Goal of the exercise: Rewrite every one of the records below, changing each "photo" to "image" and keeping all other text the same. Leave the pictures out of your answer.

(Rows of box annotation data)
— begin —

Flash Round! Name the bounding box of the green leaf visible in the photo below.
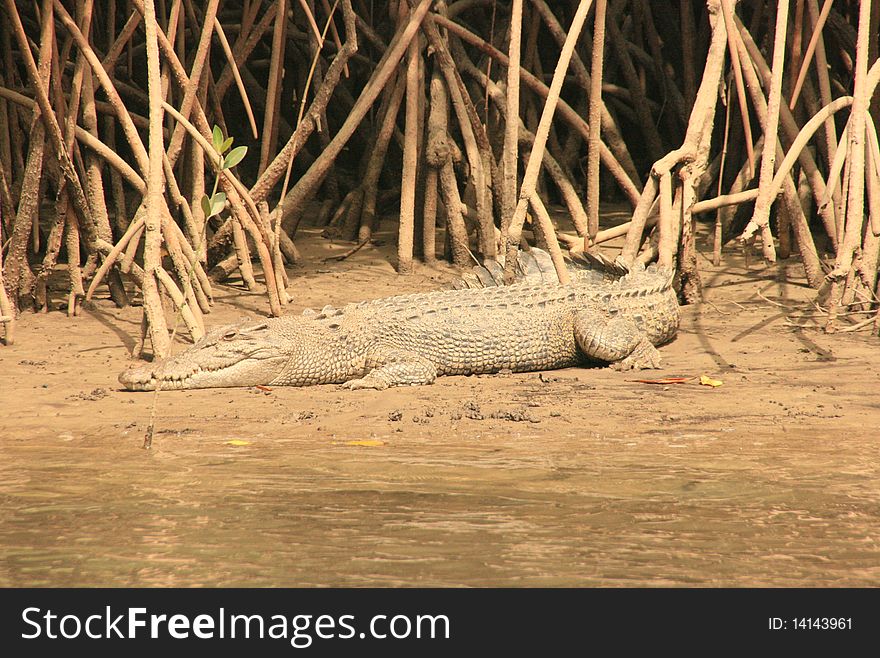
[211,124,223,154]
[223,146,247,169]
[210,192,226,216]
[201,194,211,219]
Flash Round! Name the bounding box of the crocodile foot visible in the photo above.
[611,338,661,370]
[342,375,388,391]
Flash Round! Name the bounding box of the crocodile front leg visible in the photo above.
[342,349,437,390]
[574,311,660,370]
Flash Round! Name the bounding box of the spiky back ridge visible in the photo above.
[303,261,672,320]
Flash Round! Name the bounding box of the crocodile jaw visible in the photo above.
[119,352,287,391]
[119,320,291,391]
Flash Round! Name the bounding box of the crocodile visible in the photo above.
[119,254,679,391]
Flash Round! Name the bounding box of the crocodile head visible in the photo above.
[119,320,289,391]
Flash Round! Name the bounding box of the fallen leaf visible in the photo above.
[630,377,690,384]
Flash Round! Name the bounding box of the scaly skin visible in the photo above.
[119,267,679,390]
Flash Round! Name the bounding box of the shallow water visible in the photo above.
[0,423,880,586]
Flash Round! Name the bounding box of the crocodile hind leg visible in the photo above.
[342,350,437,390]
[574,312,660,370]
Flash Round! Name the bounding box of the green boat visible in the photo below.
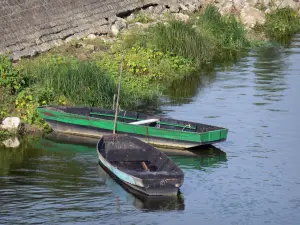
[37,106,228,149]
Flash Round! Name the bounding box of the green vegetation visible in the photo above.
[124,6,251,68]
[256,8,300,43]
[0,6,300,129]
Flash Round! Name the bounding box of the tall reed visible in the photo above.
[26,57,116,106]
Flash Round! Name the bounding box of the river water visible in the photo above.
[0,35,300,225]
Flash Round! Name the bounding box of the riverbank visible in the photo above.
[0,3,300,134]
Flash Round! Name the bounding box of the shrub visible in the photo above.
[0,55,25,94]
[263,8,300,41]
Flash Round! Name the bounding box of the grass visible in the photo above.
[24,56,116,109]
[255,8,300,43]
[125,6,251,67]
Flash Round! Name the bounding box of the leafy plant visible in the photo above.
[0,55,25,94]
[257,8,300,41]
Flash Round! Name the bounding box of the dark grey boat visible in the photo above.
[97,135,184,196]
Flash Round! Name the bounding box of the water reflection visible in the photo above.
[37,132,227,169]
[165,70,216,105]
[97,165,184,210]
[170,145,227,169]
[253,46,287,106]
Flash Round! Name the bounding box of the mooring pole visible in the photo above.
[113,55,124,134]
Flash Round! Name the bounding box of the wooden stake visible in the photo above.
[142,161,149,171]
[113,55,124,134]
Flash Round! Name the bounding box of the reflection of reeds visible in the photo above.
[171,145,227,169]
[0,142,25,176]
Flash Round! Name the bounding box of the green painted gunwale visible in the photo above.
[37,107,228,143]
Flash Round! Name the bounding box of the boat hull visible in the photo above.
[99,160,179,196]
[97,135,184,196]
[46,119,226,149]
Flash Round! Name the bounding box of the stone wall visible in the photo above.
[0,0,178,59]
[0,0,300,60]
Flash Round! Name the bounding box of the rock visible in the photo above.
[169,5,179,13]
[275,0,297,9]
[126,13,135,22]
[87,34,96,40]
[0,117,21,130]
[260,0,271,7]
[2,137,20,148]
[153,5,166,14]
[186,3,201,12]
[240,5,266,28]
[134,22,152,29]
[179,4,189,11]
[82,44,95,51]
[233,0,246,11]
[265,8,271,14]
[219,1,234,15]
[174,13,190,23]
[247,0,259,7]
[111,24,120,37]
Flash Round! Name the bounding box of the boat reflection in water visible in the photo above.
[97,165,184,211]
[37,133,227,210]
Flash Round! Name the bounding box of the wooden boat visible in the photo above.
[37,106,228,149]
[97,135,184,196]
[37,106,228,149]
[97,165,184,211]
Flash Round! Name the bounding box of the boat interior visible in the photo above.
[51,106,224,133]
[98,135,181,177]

— end —

Exercise result:
Flash Round! Name the bounding box of the green leaf visible in the image below.
[211,124,223,154]
[223,146,247,169]
[210,192,226,216]
[201,194,211,219]
Flash Round! Name the bounding box of the crocodile foot visible in the image above.
[611,338,661,370]
[342,375,388,391]
Flash Round! Name the bounding box of the crocodile front leg visible in the image above.
[342,349,437,390]
[574,311,660,370]
Flash Round! Name the bounding box of the spiky back ridge visible in the image above.
[303,261,672,320]
Flash Round! Name the bounding box of the crocodile jaw visible in the image above.
[119,352,287,391]
[119,320,291,391]
Flash Round! Name the bounding box of the crocodile visible in the image above.
[119,254,679,391]
Flash Round! Name the bounding box of the crocodile head visible in the image above.
[119,320,289,391]
Flash Round! Name the bounding box of the fallen leaf visible in the image above.
[630,377,690,384]
Flash Round! Name the bounding box of the scaly skin visible in the image above.
[119,267,679,390]
Flash Round! Name the bounding box of the shallow water visible in the image above.
[0,423,880,586]
Flash Round! Name the bounding box of the crocodile hind leg visible in the image above.
[342,350,437,390]
[574,312,660,370]
Flash Round! Name the bounding box of the green boat visible in the image below.
[37,106,228,149]
Flash Round! Name the bounding box of the green vegetation visible in the image above.
[124,6,251,68]
[256,8,300,43]
[0,6,300,129]
Flash Round! Name the bounding box of the tall reed visible in the image above.
[26,57,116,106]
Flash Round! Name the bounding box of the river water visible in the image above.
[0,35,300,225]
Flash Round! Name the bounding box of the riverbank visible in the image above.
[0,3,300,134]
Flash Round! Name the bounding box of the shrub visible in the image above.
[0,55,25,94]
[263,8,300,41]
Flash Round! Name the bounding box of the grass visible in the image above.
[24,56,116,109]
[255,8,300,43]
[125,6,251,67]
Flash Round! Name the bounding box of the leafy plant visible in the image above.
[0,55,25,94]
[257,8,300,41]
Flash Round! Name the bounding box of the dark grey boat visible in the image above.
[97,135,184,196]
Flash Round! Name the bounding box of the water reflection visible in the image above.
[37,132,227,169]
[165,70,216,105]
[97,165,184,210]
[170,145,227,169]
[253,46,287,106]
Flash Round! Name the bounding box of the mooring pole visible in the image above.
[113,55,124,134]
Flash Round! Name the bounding box of the wooden stake visible in the image above.
[142,161,149,171]
[113,55,124,134]
Flash Round! Name the bounding box of the reflection of reeds visible in the image above.
[171,145,227,169]
[0,142,25,176]
Flash Round! Name the bounding box of the green painted gunwale visible in the image above.
[37,107,228,143]
Flash Round! Name the bounding box of the boat hull visible in the image above.
[99,160,179,196]
[97,135,184,196]
[46,119,226,149]
Flash Round! Name the bounding box of the stone wall visible in the image above.
[0,0,178,59]
[0,0,300,60]
Flash Round! Name the bounding box of the rock visible in the image above.
[169,5,179,13]
[275,0,297,9]
[126,13,135,22]
[87,34,96,40]
[0,117,21,130]
[260,0,271,7]
[2,137,20,148]
[153,5,166,14]
[186,3,201,12]
[240,5,266,28]
[134,22,152,29]
[179,4,189,11]
[82,44,95,51]
[233,0,246,11]
[265,8,271,14]
[219,1,234,15]
[174,13,190,23]
[247,0,259,7]
[111,24,120,37]
Flash Round! Name the bounding box of the boat reflection in water visible in the image above.
[97,165,184,211]
[37,133,227,210]
Flash Round! Name the bounding box of the wooden boat visible in the image above.
[37,106,228,149]
[97,135,184,196]
[37,106,228,149]
[97,165,184,211]
Flash Round! Name the bounding box of the boat interior visible in the image above.
[51,106,224,133]
[98,135,181,177]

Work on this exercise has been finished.